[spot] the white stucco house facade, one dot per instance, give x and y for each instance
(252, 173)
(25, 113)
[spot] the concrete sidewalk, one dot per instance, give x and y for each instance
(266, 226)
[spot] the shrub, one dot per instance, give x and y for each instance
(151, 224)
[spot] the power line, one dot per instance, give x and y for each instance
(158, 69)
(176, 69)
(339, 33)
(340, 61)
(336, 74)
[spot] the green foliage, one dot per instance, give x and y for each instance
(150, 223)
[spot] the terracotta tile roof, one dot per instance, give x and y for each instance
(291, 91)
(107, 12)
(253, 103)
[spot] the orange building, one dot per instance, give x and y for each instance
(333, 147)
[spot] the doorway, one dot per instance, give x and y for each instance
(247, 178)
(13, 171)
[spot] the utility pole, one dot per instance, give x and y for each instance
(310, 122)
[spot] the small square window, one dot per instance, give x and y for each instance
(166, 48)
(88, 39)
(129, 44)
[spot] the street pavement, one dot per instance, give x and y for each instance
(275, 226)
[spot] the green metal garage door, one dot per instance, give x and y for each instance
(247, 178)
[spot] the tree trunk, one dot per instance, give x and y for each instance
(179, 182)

◆ **Problem details**
Reproduce all of the items above verbatim, line by line, with each coordinate pair left under its item.

◆ **The answer**
[spot] the white stucco house facade, one dot per instance, give x and y for each instance
(252, 173)
(25, 113)
[spot] the concrete sidewalk, one dot per instance, give x and y for each instance
(266, 226)
[spot] the shrub, one dot per instance, give x and y for each instance
(151, 224)
[spot] the power line, one dot per instance, give x and y for each instance
(158, 69)
(176, 69)
(339, 33)
(340, 61)
(336, 74)
[spot] the green foliage, one dot per instance, give x and y for each instance
(150, 223)
[spot] the terracotta tile roof, one dot per instance, give x and y for each instance
(291, 91)
(107, 12)
(253, 103)
[spot] the orange building, one dot per instance, give x and y for each instance
(333, 147)
[spot] the doorway, one dot per instance, give x and y for each instance
(247, 178)
(13, 171)
[spot] the utility pole, one dot per instance, give x and y for each instance
(310, 122)
[spot] the small square window, one dot per instance, give x and y for each instance
(166, 48)
(88, 39)
(129, 44)
[spot] the street pavement, one dot per instance, give x and y for each instance
(275, 226)
[spot] the green metal garage door, one dot per instance, give x and y for each instance
(247, 178)
[spot] the tree trunk, one dot per instance, give x and y for each instance
(179, 182)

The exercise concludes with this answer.